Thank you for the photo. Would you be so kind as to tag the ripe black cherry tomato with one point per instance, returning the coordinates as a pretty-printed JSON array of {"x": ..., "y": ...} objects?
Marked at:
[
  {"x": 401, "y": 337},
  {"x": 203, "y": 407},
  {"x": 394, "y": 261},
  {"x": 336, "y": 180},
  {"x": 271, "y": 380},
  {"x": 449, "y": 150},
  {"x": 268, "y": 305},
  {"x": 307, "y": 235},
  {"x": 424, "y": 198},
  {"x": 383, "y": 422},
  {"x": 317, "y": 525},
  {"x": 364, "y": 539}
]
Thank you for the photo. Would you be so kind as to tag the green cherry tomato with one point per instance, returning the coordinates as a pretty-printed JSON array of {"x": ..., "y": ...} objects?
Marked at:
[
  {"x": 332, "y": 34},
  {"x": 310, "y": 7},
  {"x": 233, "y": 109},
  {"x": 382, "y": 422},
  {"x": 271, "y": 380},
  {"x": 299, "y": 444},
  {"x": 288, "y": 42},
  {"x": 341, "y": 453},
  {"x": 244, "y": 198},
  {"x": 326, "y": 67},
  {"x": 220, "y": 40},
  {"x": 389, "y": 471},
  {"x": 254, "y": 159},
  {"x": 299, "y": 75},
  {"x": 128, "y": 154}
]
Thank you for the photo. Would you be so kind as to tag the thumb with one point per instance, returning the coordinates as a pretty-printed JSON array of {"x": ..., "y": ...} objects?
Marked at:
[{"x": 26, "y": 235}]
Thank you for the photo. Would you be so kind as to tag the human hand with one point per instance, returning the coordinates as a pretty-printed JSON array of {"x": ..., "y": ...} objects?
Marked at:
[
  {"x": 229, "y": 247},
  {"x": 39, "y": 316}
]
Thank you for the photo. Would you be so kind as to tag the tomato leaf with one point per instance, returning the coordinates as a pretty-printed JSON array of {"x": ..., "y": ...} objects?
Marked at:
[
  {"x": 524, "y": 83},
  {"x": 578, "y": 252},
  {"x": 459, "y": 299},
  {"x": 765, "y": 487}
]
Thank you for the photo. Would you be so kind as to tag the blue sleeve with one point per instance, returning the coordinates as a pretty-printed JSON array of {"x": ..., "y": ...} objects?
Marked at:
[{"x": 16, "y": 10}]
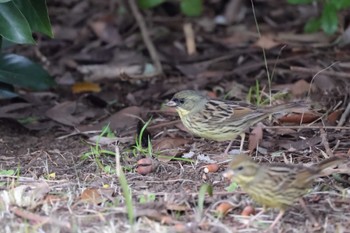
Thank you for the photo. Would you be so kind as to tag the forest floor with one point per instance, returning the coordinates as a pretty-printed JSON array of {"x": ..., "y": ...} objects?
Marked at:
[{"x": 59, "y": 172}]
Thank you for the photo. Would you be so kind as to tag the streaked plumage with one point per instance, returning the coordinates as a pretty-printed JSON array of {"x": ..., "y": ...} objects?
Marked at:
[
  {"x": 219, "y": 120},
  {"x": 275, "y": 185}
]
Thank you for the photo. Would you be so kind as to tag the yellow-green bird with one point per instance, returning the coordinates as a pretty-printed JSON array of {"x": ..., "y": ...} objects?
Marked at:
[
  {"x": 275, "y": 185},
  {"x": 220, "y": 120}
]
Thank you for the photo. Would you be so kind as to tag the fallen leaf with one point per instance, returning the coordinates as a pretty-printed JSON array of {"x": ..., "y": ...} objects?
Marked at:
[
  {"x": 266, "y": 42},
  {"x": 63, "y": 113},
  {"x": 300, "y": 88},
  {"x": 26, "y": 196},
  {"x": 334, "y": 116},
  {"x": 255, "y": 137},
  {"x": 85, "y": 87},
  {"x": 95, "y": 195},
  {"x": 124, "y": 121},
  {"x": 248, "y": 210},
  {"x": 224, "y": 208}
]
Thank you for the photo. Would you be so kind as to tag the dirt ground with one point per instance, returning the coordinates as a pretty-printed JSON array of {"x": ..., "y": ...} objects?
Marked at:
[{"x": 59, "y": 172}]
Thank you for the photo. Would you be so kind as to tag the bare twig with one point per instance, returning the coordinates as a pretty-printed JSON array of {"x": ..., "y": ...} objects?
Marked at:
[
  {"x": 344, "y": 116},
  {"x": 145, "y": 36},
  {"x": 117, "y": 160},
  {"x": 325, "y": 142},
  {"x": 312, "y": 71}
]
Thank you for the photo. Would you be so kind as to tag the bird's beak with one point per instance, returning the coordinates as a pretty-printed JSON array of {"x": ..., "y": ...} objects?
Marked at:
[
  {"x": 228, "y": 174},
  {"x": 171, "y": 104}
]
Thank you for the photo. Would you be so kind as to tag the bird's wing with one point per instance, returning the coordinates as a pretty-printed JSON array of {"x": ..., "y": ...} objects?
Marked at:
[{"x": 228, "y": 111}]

REQUIRED WORK:
Where the string "green" appears in a line of the entries above, return that line.

RESPONSE TO THIS EXERCISE:
Thank you for the photo. Would you be so kind as to tag the green cherry tomato with one point per instance, returning the coordinates as a pretty-printed JSON array of {"x": ..., "y": ...} objects?
Thank you for the photo. Would you be so kind as to tag the yellow-green bird with one point per instance, returning the coordinates as a pretty-printed JSON array of {"x": ..., "y": ...} objects?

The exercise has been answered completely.